**INSTRUCTIONS FOR THE TASK**
Extend the blog post about criticism of Sarah Palin's vice-presidential nomination, starting right after its last sentence.

--- START OF TEXT PASSAGE ---

Posted in politics by Kathy on September 8, 2008

In the wake of Sarah Palin’s nomination to the GOP VP spot, there has been a significant outcry from her liberal opponents, saying things that are not for them to say. These things include such statements about her working while having young children still at home, including one baby with Down Syndrome; and about her daughter being pregnant, as being a sign that she is not an attentive mother. These things are sheer hypocrisy for them to say.

I can say them. She ought to be home with her kids. But she’s an excellent choice for VP, and I think I’m going to vote for the McCain-Palin ticket. Had he gone with any other candidate whose name was being kicked around (especially such liberals as Joe Lieberman or Mitt Romney), I could not have voted for him; and would have “thrown my vote away” on a third party candidate, in hopes of waking up the Republican Party to the fact that they’re getting too far away from their conservative base.

But for feminists and liberals who have shouted and practically screamed for years that women can work full-time, with their children not suffering and their home-life not suffering, to all of a sudden say that this woman ought to be home with her kids is sheer hypocrisy. They’ve also been saying that abstinence-only education doesn’t work; and that you can’t keep kids from having sex, so just give ’em all condoms. And now when the eldest Miss Palin turns up knocked up, they’re saying that her becoming pregnant is a sign of parental neglect. Huh? I thought it didn’t matter! I thought that kids didn’t listen to parents! I thought you can’t keep kids from having sex!

--- END OF TEXT PASSAGE ---
--- START OF STORED ROWS ---

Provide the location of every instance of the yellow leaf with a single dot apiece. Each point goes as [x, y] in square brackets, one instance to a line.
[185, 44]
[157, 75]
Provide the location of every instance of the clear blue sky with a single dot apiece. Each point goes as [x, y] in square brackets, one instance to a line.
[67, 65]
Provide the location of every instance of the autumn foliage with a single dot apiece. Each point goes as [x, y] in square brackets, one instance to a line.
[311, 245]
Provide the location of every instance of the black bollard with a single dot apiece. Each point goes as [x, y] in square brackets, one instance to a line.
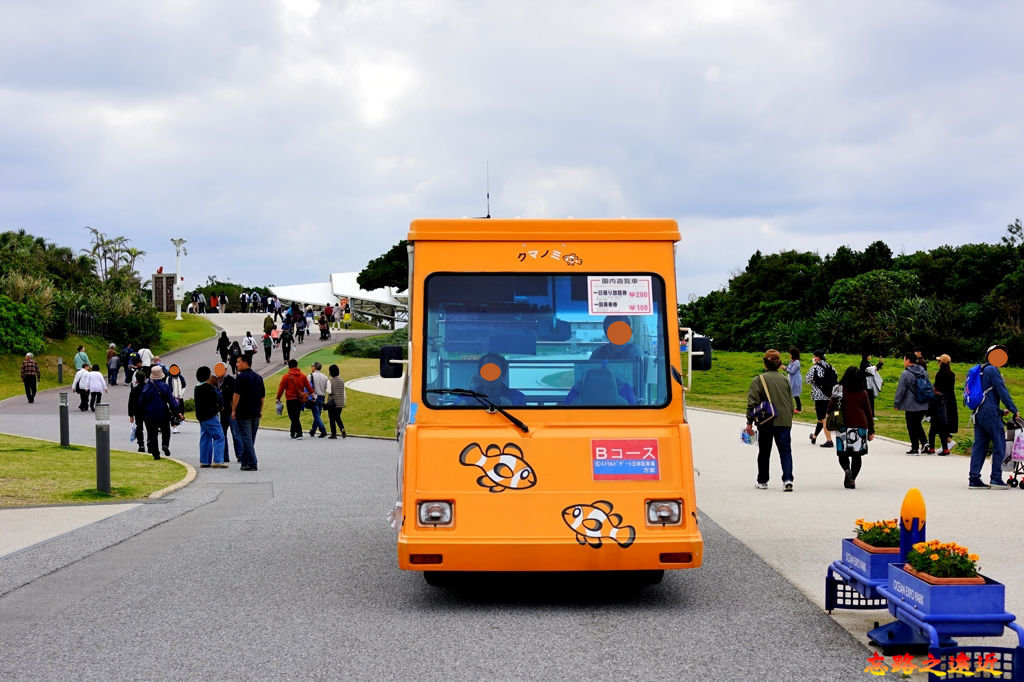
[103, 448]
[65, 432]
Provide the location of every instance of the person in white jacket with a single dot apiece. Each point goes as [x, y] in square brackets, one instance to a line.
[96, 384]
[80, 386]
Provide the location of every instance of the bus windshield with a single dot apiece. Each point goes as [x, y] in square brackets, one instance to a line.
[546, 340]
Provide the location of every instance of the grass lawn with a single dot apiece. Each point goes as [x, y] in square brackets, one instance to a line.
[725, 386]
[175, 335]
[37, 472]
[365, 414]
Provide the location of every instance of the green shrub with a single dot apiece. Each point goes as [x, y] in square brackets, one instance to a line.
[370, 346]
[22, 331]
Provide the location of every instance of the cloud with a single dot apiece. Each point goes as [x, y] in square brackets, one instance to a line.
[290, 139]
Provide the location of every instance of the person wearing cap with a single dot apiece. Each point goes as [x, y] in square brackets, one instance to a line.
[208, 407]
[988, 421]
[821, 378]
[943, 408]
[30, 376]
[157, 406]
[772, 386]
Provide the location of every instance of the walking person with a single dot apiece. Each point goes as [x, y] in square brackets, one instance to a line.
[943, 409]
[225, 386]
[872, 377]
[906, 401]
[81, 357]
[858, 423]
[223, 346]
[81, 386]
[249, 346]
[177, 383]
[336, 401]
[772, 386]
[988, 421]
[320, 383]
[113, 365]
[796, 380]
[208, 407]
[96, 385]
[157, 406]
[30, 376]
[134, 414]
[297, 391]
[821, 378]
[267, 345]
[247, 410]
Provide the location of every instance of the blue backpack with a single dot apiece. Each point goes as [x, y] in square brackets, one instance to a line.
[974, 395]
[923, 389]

--- END OF STORED ROWS ---

**RESULT OF THIS EXERCISE**
I daresay there are many causes of and reasons for teen pregnancy (I mean, of course, the reasons behind teen sex, which is in one sense the only real cause of teen pregnancy), and parental neglect may be one of them. But it’s probably just one cause, and this young lady getting pregnant does not prove that Mrs. Palin is a neglectful parent. Even if she were, it is hypocrisy for the liberals to say that. Conservatives can, because that’s repeating the mantra and beliefs of conservativism. But it’s anti-liberal to say these things.

So, what is it, libs? Is teen pregnancy caused by neglectful parenting? If so, then you must change your dogmatic beliefs about the root causes of teen pregnancy, and do more than preach “comprehensive sex education” and handing out condoms. Should women stay at home with their kids? If so, then you must change your dogmatic beliefs about mothers in the work-force.

In other words, if these liberals really believe these things they’re saying about Sarah Palin, then that means that in their heart of hearts, they’re actually conservatives after all. Or else, they’re really, really, really bad hypocrites. I’m voting on the latter… with a strong dose of fear and disbelief at how strong of a candidate this conservative Republican vice presidential candidate is, and an over-arching desire at weakening her, regardless of what tactics they have to use to do it.